Task brief.
In this exercise, reproduce all the entries that follow exactly.
BEGIN Record excerpts
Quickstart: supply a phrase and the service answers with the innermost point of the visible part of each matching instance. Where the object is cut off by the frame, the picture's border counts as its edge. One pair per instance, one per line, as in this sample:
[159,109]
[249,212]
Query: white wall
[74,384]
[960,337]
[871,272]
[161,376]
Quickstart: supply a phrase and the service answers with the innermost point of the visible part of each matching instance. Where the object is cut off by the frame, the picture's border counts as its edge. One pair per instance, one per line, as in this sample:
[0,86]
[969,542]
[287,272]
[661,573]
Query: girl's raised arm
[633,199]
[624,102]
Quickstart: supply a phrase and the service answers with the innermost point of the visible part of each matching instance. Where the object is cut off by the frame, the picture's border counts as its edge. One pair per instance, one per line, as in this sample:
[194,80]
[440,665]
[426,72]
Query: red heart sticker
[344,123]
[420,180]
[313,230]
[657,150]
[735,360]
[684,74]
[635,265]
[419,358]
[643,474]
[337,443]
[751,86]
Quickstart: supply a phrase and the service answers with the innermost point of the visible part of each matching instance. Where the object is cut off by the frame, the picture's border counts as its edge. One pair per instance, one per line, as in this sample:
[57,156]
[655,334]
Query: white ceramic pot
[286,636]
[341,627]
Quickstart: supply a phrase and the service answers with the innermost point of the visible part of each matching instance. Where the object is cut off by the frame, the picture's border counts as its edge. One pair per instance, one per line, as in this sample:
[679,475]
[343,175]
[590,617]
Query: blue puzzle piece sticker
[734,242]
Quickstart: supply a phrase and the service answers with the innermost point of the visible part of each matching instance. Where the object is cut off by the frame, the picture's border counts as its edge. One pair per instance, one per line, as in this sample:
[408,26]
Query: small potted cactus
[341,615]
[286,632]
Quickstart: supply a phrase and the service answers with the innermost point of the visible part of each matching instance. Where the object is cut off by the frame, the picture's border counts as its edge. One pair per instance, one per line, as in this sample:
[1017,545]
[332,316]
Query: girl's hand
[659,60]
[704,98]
END Record excerpts
Exercise output.
Quickstart: supply a phrase and the service answers with the innermost point of the visible part of each matching instance. Where the object is cut off by the frame, the picture's border counts as its edge. One pair per instance, one per line, as in this sample:
[159,109]
[249,212]
Query: white wall
[74,384]
[960,337]
[871,272]
[161,376]
Quickstart: supply a phrase and the service answers with the innermost point of the visible part of each matching instance. Where the object is cut off by the frame, the picture's border counts as its edge. One pair per instance, one per line, as in this sample:
[0,86]
[969,542]
[287,272]
[661,573]
Query: girl's raised arm
[633,199]
[624,102]
Quickstart: supply a phrase and the service answers with the innermost point of the visible part of each matching instance. Where the object is cut off by the frame, the picture's border counts as its edge. One pair per instance, one per line, as in this sample:
[194,80]
[440,665]
[426,72]
Query: red heart sticker
[344,123]
[420,180]
[313,230]
[657,150]
[735,360]
[684,74]
[635,265]
[419,358]
[643,474]
[337,443]
[751,86]
Quickstart: supply a phrase and the service answers with the innermost point of the visible part of each matching instance. Where the object is cut off by the frame, the picture's border counts as its edge. One pair per instance, one per line, as in this sample:
[57,156]
[655,334]
Query: white ceramic pot
[286,636]
[341,627]
Quickstart: supply a phrase and the service answers with the innermost point of the visible part of each matching instance. Where the object is cut off by the frame, the picture's border counts as its edge. One pair per instance, one per line, as in this sample:
[679,475]
[343,175]
[590,617]
Query: blue puzzle piece sticker
[734,242]
Quickstart: supply a phrase and the service answers with the innermost point of the visible part of each matching instance. Where the object is cut off by the frame, the picture's border counts as its edge. One pair per instance, one per line, as in this sample:
[408,26]
Query: small potted cactus
[341,615]
[286,632]
Quickstart: supply a phrase and the service answers with the innermost point of the visible part of each matching instance. Where the object is cut off by the frame, the picture's border counts as its edge. One pair per instance, one per line, as in this sample:
[1017,545]
[332,316]
Query: girl's hand
[659,60]
[704,98]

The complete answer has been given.